▸ **SOURCE TEXT**:
□ □ □

Keep working so hard and so smart, and you’ll continue to pay low interest rates for a while longer.
The amazing productivity of the American worker has put a lid on interest rates, and the lid will stay on when the Federal Reserve’s rate-setting committee meets Tuesday. It is a near certainty that the federal funds rate — what banks charge one another overnight — will remain at 1 percent, and the prime rate will stay at 4 percent.
At the Chicago Board of Trade, federal funds futures traders have priced in a 96 percent chance that the Fed will keep rates steady. Traders give a 4 percent chance — or 25-to-1 odds — that the Fed will raise short-term rates by one-quarter of a percentage point, and that’s probably overstating it.
The Fed’s rate-setting Open Market Committee has done more than drop hints. The last time it met, on Sept. 16, the panel stated quite explicitly that it plans to keep rates steady “for a considerable period.” That’s as clear as the desert air. The Fed won’t raise short-term rates for months.
“The Fed has said, ‘We’re staying on the sidelines for a long time,’ so we’re going to believe that,” says Doug Duncan, chief economist for the Mortgage Bankers Association. “Our view is that that’s likely to be at least until midyear (2004), perhaps August or later, before the Fed boosts interest rates.”
Low rates help some, hurt others
That’s fine news if you plan to buy a car in the next year or so, or run up your credit card balances or draw down on your home equity line of credit. All of those types of debt are sensitive to fluctuations in short-term interest rates. Long-term mortgage rates respond to different cues, but they are expected to remain low, too. Duncan predicts that the average 30-year mortgage rate will be about 6.5 percent at the end of 2004 — not much higher than today’s rates.

□ □ □

Spatial annotation records:
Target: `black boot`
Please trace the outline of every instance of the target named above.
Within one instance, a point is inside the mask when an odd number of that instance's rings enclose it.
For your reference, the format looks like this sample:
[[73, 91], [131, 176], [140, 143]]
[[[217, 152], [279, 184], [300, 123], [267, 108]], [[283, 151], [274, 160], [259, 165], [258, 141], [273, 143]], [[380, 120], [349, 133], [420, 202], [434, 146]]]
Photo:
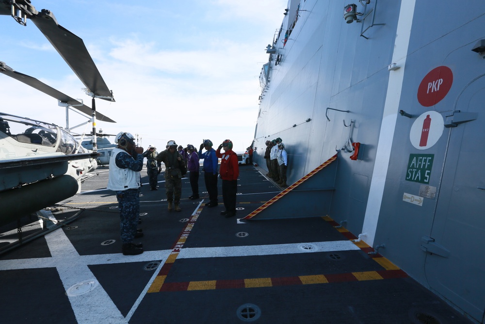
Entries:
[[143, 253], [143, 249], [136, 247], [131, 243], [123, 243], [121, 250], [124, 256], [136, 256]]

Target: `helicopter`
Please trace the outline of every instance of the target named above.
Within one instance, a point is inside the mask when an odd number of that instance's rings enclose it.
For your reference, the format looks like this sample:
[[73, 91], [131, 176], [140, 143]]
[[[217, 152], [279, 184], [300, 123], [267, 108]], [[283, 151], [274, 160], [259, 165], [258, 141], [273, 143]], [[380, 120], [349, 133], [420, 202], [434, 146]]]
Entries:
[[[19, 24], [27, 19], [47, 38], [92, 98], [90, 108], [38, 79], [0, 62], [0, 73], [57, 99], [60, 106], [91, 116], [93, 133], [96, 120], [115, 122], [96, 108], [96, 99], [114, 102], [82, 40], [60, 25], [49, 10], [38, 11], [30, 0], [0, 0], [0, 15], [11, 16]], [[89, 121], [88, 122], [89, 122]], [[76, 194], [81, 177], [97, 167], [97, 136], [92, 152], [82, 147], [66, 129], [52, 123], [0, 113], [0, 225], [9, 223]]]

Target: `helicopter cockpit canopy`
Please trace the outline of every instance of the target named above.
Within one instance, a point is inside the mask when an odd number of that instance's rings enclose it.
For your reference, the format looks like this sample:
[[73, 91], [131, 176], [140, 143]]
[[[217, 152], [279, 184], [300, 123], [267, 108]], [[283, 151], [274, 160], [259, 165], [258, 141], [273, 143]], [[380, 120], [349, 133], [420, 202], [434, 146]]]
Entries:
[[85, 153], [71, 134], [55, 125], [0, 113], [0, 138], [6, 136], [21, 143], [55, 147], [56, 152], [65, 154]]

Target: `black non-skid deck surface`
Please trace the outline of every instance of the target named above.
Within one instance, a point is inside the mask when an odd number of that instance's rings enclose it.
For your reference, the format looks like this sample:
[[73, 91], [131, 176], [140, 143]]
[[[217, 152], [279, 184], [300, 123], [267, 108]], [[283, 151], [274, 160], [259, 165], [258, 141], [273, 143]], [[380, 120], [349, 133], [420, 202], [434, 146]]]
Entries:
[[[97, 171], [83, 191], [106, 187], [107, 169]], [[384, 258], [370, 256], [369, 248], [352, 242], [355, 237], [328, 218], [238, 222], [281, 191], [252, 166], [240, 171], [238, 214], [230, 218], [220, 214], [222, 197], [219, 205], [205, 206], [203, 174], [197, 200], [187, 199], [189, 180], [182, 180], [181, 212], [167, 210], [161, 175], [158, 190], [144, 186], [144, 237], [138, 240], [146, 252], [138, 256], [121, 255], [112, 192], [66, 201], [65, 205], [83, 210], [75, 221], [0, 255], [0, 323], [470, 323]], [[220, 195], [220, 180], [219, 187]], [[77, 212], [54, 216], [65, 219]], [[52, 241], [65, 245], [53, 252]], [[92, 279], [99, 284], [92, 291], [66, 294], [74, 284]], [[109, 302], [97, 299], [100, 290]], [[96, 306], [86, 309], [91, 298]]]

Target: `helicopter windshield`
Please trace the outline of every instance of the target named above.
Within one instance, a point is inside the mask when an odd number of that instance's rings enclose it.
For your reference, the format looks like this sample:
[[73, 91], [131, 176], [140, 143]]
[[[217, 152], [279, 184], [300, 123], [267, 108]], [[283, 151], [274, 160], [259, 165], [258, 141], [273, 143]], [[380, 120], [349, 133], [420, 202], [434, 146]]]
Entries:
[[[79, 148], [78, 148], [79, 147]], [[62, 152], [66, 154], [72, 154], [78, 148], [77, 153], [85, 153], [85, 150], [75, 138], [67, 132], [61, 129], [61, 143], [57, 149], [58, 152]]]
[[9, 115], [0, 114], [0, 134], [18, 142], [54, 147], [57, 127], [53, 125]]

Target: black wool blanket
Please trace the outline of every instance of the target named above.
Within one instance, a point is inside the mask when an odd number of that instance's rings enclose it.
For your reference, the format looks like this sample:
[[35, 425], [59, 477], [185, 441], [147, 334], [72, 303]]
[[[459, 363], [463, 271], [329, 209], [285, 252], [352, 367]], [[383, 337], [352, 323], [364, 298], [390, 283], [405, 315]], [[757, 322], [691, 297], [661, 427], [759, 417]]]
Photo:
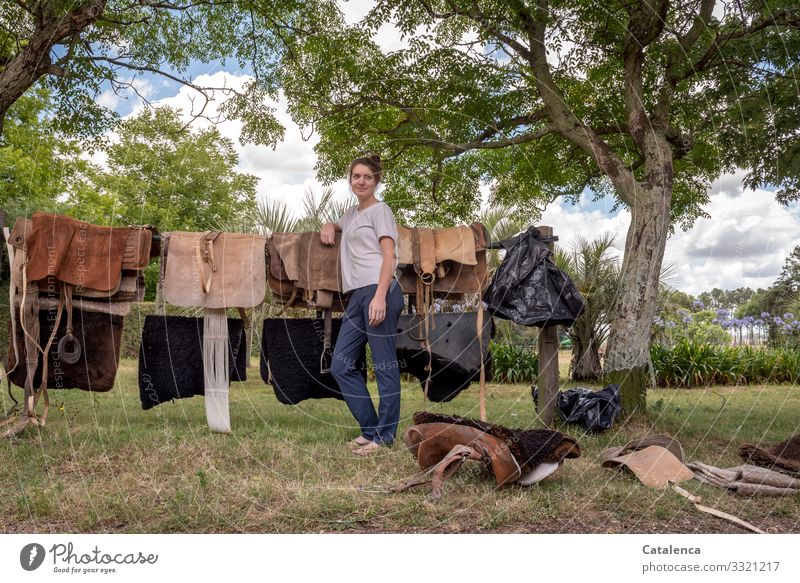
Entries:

□ □ □

▸ **DIRECTION 1**:
Reproduce the stretch of the interest rate article from "At the Chicago" through "rates for months.".
▸ **DIRECTION 2**:
According to the interest rate article, what chance of the Fed keeping rates steady have federal funds futures traders priced in?
▸ **DIRECTION 3**:
List every activity that the interest rate article says low short-term rates make good news for.

▸ **TASK OUTPUT 1**:
At the Chicago Board of Trade, federal funds futures traders have priced in a 96 percent chance that the Fed will keep rates steady. Traders give a 4 percent chance — or 25-to-1 odds — that the Fed will raise short-term rates by one-quarter of a percentage point, and that’s probably overstating it.
The Fed’s rate-setting Open Market Committee has done more than drop hints. The last time it met, on Sept. 16, the panel stated quite explicitly that it plans to keep rates steady “for a considerable period.” That’s as clear as the desert air. The Fed won’t raise short-term rates for months.

▸ **TASK OUTPUT 2**:
96 percent

▸ **TASK OUTPUT 3**:
Buying a car in the next year or so
Running up credit card balances
Drawing down on a home equity line of credit